### Supplied text
○ ○ ○

He noted that at the beginning of the year, the economic confidence was improving and the GDP was recovering fast. The war in Ukraine changed everything, he said, as it has shaped an economical landscape of higher risks and uncertainties.
“The situation asks for a policy reaching to the core of our European values. I am confident that the eurozone will manage to address the challenges and come stronger out of this crisis,” he pointed out.
The most recent ECB policies have successfully guided the euro area economies out of pandemic, with the minimum possible scarring, he added. Both, the euro area, as well as Cyprus, have reached the pre-pandemic GDP level, within 2021, while a similar path has been recorded in the labour dynamics, he noted.
Herodotou said that the ECB took a series of policy decisions. Specifically, it enhanced its Asset Purchase Program, with the introduction of the Pandemic Emergency Purchase Program (PEPP), the size of which was 1.35 trillion euros, in order to lower the borrowing cost and reestablish favourable currency conditions within the Eurozone.
For Cyprus, the total amount of net asset purchases in government bonds reached almost 7 billion euros at the end of February, of which about 6.5 billion euros were purchased by the Central Bank of Cyprus, implementing the ECB policy, he noted.

○ ○ ○

### Recorded information
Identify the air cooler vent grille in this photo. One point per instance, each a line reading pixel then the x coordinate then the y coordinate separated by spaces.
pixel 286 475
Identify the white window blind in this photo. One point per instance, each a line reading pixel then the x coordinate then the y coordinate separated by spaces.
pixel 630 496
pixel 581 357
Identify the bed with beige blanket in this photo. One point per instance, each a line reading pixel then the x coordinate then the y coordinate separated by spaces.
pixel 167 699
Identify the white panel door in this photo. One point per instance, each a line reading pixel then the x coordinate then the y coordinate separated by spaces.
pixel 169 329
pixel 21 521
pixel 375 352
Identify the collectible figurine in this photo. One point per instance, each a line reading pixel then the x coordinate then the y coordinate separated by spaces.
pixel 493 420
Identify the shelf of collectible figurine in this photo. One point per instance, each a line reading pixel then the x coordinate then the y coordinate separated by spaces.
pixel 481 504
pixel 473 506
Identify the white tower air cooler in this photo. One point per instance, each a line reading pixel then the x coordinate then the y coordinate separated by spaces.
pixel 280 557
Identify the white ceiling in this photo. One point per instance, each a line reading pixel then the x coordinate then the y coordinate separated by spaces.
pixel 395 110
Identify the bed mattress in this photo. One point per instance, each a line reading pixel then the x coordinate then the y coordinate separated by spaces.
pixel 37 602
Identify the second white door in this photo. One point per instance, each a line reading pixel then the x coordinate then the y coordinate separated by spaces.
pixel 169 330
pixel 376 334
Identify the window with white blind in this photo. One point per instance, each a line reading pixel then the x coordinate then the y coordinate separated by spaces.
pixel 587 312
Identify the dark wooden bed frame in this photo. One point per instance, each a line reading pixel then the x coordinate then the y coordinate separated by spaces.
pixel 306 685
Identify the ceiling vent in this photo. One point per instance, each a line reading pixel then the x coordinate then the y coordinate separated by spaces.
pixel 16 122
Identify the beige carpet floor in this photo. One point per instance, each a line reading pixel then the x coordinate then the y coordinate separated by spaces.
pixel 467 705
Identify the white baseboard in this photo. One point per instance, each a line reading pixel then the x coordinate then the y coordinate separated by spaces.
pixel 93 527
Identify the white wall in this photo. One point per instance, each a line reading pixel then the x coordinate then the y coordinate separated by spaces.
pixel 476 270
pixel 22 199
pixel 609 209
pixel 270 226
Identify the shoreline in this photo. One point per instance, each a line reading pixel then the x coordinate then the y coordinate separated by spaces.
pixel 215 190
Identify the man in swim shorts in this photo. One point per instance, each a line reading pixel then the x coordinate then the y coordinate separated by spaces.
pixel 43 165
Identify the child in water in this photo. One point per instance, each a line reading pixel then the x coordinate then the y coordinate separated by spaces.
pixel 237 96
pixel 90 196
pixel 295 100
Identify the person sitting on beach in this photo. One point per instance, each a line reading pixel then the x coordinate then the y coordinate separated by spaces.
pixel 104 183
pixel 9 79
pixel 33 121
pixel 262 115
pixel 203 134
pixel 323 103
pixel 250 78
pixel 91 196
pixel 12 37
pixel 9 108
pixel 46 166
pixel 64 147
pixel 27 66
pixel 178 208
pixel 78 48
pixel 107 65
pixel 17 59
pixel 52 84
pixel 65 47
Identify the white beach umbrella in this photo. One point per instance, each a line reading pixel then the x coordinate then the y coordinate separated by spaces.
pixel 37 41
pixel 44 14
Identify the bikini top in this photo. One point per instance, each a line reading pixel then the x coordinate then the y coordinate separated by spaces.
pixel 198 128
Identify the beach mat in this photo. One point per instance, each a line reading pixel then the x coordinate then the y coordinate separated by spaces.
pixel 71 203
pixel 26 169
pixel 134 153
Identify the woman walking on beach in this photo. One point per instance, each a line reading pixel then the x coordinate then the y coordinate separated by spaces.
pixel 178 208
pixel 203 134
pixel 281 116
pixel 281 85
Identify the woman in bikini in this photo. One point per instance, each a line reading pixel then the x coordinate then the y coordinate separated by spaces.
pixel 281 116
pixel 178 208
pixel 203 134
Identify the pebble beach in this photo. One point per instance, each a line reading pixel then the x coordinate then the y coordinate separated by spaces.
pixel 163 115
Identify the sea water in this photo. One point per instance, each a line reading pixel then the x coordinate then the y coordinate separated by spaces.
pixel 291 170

○ ○ ○

### Task brief
Continue the passage on Herodotou's remarks about ECB policy and Cyprus, starting after its final sentence.

### Output of the exercise
As a result, he added, while at the beginning of the pandemic the Cyprus 10-year sovereign bond yield increased at 2.21%, within a quarter of this Eurosystem bond purchases it dropped by 1.25% to as low as 0.96% in June that year.
However, the Russian invasion in Ukraine has moderate expectations of a continued and strong GDP expansion in the Eurozone and in Cyprus, at least in the short-term, he said.
According to the Central Bank Governor there is increased uncertainty about the economic impact of the conflict, the degree of severity of currently enacted sanctions and the extent of possible economic retaliation by Russia.
He continued noting that the economic impact in Cyprus is expected to be channelled through the increase of oil prices, the trade in goods and services, such as minerals, oil, cereals, tourism, transportation and IT services and a negative impact on a specific part of the provisions of professional services. Also, he added, a significant confidence effect cannot be ruled out.
Herodotou said a set of internal scenarios managed by the Central Bank of Cyprus point to a downward impact on GDP growth, and an upward impact on inflation in 2022. In a scenario with a normalization of the situation by the end of 2022, GDP growth is expected to be at 2.7% in this year, compared to the initial expectation of 3.6% before the outbreak of the war.
“We still estimate a very strong recovery in the medium term of around 3.7%”, he said.
In 2021, he noted, the inflation registered a substantial rise, similar to the Euro area, reaching on average 2.3%, due mainly to the rise of oil prices.
The recent developments following the war will push inflation higher in 2022, with negative consequences in the purchasing power of households and investment decisions of firms. For this reason, the Central Bank is adjusting our policy accordingly.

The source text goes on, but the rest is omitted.